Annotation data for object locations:

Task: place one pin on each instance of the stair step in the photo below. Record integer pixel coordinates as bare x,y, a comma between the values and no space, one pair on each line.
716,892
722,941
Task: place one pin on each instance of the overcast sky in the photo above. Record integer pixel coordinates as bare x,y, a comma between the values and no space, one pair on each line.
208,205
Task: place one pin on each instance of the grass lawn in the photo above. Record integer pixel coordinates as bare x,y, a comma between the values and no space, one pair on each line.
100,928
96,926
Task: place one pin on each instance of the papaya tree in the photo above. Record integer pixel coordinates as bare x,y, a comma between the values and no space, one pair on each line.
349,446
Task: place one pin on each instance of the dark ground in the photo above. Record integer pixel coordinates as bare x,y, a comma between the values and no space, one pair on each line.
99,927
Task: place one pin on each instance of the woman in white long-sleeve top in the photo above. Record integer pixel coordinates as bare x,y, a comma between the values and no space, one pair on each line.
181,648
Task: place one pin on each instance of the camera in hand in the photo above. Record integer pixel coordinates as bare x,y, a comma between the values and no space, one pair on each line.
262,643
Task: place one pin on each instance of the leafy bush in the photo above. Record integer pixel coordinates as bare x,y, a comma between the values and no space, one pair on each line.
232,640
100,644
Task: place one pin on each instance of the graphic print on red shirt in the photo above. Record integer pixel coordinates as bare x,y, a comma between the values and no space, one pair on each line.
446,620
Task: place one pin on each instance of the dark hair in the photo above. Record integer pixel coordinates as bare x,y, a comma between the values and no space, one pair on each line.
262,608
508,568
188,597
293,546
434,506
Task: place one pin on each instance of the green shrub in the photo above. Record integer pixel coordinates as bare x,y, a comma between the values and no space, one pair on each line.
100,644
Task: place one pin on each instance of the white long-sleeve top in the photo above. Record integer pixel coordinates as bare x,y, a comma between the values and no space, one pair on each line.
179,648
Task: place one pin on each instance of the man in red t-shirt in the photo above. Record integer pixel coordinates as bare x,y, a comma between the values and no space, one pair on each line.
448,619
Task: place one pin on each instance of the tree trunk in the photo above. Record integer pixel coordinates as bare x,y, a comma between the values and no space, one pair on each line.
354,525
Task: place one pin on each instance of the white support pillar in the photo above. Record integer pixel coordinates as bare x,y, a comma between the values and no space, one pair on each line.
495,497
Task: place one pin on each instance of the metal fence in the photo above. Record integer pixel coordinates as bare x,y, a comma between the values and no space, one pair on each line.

Exercise requirements: Copy all of the records above, line for line and word for word.

Finished task:
Task: place one pin on each instance of the stair step in the photo below. Record integer pixel coordinates as bare x,y, a comma between the values and no space, one pair on each line.
716,892
722,941
Task: place one pin on each instance of the overcast sky in the photo above. Record integer pixel coordinates as bare x,y, a comma between the values and no space, one pair on each line.
208,205
Task: place one pin on each instance of the grass lawn in the photo above. Record integer pixel coordinates as bare x,y, a comma between the values and no space, one pair on each line.
100,928
96,926
Task: place one pin on each instance of the papaya tree in the photo above. Record integer pixel coordinates as bare x,y, a comma between the values and no space, one pair on each line.
349,446
Task: place one pin on each instance of the dark ground in the photo above. Record integer pixel coordinates as bare x,y, a comma between the values and no space, one pair on each line.
99,927
Task: place one pin on each instance of the woman in white long-sleeve top in the photo above. Record integer pixel coordinates as bare x,y, a comma between the values and no space, one pair on each line.
181,648
Task: place one pin on each instance of the camera in hand in the photo above. Record integer pixel coordinates as bare x,y, a comma between the values and no space, one pair on each line.
262,643
Task: place one pin on each instance of the leafy bush in the photo above. Record integer pixel coordinates as bare x,y, a comma between the values and no space, one pair on each line.
232,640
100,644
Task: place one pin on each instance of the graphic print on red shirt in the photo above. Record integer pixel coordinates as bare x,y, a comma between the values and no space, one pair on each line.
446,620
Task: place one pin on each instance of the dark hair in the photo above. Record integer pixel coordinates as bare x,y, a comma between the values and no space, one pair on each line.
262,608
508,568
188,597
293,546
434,506
Task: place one pin on each instance of the green shrub in the photo above. Record integer pixel coordinates as bare x,y, a comma between the values and no space, one pair on each line.
100,644
Task: place one pin on each instance of the white long-sleeve top in the photo above. Record integer pixel coordinates as bare x,y, a comma between the values and no space, one pair on each line.
179,648
Task: place one pin on each instance of the man in red t-shirt in the photo above. Record integer pixel coordinates as bare x,y, a comma between the values and no space, one pair on each line.
448,619
Task: place one pin on each instance of the tree trunk in the photo above. Record integer pixel coordinates as bare x,y, a comma between the values and no space, one pair on each line.
354,525
Task: place one pin on each instance of the white support pillar in the photo above. Record integer pixel coordinates as bare x,y, a comma between the values and no space, one pair on each line.
495,497
Task: place one pin on each instance of the metal fence in the photo above. Record integer pixel coordinates as bare x,y, a comma between the values and no space, one pair on each line.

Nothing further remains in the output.